TASK REQUIREMENTS –
Copy each of the following lines without changing anything.

━━━━━━━━━━

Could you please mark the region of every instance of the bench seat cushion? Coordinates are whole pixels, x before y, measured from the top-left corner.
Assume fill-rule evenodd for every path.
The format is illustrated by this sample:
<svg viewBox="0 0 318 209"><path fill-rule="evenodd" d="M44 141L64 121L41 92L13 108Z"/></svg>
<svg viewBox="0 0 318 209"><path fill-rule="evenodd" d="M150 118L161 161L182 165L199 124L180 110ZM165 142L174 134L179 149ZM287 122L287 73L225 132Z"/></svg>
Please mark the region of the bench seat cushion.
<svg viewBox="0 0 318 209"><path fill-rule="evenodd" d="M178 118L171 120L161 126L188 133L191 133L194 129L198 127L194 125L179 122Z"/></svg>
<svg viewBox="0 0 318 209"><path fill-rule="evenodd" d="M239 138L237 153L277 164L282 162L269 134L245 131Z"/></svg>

━━━━━━━━━━

CORRECT OUTPUT –
Could you please mark the region of every instance of the bench seat cushion? Coordinates are whole pixels, x before y, measured from the top-left corner.
Assume fill-rule evenodd for every path.
The format is illustrated by this sample:
<svg viewBox="0 0 318 209"><path fill-rule="evenodd" d="M44 141L64 121L41 92L13 108Z"/></svg>
<svg viewBox="0 0 318 209"><path fill-rule="evenodd" d="M150 118L161 161L182 165L199 124L180 110ZM165 142L174 134L179 149ZM287 122L287 73L225 132Z"/></svg>
Please mark the region of the bench seat cushion.
<svg viewBox="0 0 318 209"><path fill-rule="evenodd" d="M178 118L171 120L161 126L188 133L191 133L194 129L198 127L194 125L179 122Z"/></svg>
<svg viewBox="0 0 318 209"><path fill-rule="evenodd" d="M239 138L237 153L277 164L282 162L269 134L245 131Z"/></svg>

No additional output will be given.